Instance segmentation

  • CartoCell

    This tutorial describes how to train and infer using our custom ResU-Net 3D DNN in order to reproduce the results obtained in (Andrés-San Román, 2022). Given an initial training dataset of 21 segmented epithelial 3D cysts acquired after confocal microscopy, we follow the CartoCell pipeline (figure below) to high-throughput segment hundreds of cysts at low resolution automatically.

    CartoCell teaser

    Citation:

    Andres-San Roman, Jesus A., et al. "CartoCell, a high-content pipeline for 3D image analysis, unveils cell morphology patterns in epithelia." Cell Reports Methods 3.10 (2023).

  • MitoEM dataset

    The goal is to segment and identify automatically mitochondria instances in EM images. To solve such task pairs of EM images and their corresponding instance segmentation labels are provided. Below a pair example is depicted:

    MitoEM dataset raw image MitoEM dataset GT image

    MitoEM dataset is composed by two EM volumes from human and rat cortices, named MitoEM-H and MitoEM-R respectively. Each volume has a size of (1000,4096,4096) voxels, for (z,x,y) axes. Both tissues contain multiple instances entangling with each other with unclear boundaries and complex morphology, e.g., (a) mitochondria-on-a-string (MOAS) instances are connected by thin microtubules, and (b) multiple instances can entangle with each other.

    Citation:

    Wei, Donglai, et al. "Mitoem dataset: Large-scale 3d mitochondria instance segmentation from em images." International Conference on Medical Image Computing and Computer-Assisted Intervention. Cham: Springer International Publishing, 2020.

-- Raw data --
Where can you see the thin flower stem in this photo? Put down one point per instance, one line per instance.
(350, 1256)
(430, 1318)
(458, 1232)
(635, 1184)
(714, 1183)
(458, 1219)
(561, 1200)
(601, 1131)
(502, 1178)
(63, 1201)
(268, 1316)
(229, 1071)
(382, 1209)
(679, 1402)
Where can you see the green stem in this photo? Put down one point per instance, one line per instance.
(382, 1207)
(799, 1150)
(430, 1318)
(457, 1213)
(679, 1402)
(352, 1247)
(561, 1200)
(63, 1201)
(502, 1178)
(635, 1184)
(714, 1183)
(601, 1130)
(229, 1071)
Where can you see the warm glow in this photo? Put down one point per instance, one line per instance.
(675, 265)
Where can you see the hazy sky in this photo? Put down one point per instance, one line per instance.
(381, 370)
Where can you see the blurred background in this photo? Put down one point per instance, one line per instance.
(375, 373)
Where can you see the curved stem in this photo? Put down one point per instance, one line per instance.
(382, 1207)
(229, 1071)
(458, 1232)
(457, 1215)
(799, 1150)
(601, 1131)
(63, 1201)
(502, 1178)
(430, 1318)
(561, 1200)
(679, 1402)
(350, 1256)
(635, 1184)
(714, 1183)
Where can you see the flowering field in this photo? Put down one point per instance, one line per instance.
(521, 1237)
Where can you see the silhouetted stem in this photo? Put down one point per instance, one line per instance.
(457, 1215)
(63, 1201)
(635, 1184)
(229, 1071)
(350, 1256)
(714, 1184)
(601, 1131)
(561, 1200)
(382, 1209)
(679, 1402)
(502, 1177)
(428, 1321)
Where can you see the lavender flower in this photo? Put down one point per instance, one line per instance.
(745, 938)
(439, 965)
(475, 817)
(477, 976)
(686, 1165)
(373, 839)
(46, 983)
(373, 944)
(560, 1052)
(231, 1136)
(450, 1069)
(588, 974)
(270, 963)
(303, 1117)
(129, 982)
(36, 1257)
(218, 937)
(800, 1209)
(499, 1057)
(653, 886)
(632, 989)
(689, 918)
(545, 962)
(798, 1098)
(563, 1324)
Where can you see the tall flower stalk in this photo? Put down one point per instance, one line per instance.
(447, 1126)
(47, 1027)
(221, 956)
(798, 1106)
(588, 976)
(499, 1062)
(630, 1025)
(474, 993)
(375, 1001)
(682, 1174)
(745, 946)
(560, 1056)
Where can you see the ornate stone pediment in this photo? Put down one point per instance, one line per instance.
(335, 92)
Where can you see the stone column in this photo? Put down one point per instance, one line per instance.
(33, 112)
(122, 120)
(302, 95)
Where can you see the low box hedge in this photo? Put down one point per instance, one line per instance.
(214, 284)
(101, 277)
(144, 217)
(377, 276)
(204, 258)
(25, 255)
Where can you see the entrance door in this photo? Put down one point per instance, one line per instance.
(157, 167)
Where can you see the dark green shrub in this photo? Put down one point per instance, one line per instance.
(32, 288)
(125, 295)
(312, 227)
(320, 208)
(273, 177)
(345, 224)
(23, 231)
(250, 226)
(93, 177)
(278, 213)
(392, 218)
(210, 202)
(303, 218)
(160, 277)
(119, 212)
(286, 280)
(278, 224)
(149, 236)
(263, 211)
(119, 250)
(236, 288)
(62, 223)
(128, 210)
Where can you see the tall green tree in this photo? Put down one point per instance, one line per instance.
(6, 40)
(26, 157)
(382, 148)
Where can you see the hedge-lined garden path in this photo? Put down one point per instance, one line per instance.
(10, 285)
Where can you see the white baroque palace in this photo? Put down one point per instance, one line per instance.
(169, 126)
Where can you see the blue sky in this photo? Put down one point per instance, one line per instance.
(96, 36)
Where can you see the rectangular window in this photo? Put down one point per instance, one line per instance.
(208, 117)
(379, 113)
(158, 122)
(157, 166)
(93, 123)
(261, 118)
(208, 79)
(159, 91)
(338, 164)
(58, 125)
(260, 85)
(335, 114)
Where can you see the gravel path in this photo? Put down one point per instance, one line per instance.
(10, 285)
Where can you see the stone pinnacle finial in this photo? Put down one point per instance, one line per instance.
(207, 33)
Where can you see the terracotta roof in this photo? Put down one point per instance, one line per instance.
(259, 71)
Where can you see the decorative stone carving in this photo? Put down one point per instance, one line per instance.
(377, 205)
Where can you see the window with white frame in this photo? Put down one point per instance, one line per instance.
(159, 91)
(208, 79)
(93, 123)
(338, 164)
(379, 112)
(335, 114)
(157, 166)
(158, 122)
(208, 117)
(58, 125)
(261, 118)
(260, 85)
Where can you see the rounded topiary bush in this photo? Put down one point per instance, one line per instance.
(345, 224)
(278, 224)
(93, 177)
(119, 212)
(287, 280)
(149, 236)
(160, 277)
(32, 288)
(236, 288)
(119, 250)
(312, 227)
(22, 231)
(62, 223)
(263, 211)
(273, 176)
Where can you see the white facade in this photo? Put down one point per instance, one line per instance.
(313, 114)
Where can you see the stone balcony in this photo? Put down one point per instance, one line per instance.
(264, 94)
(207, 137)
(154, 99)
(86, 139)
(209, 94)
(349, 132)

-- Work task 1 --
Answer from the instance segmentation page:
(a) How many segmented epithelial 3D cysts make up the initial CartoCell training dataset?
(b) What are the names of the two MitoEM volumes, and which tissue does each come from?
(c) What is the size of each MitoEM volume?
-- Work task 2 --
Please copy the instance segmentation page word for word, from "This tutorial describes" to "low resolution automatically.".
You won't need the items for this.

-- Task answer 1 --
(a) 21
(b) MitoEM-H, from human cortex, and MitoEM-R, from rat cortex
(c) (1000,4096,4096) voxels, for the (z,x,y) axes

-- Task answer 2 --
This tutorial describes how to train and infer using our custom ResU-Net 3D DNN in order to reproduce the results obtained in (Andrés-San Román, 2022). Given an initial training dataset of 21 segmented epithelial 3D cysts acquired after confocal microscopy, we follow the CartoCell pipeline (figure below) to high-throughput segment hundreds of cysts at low resolution automatically.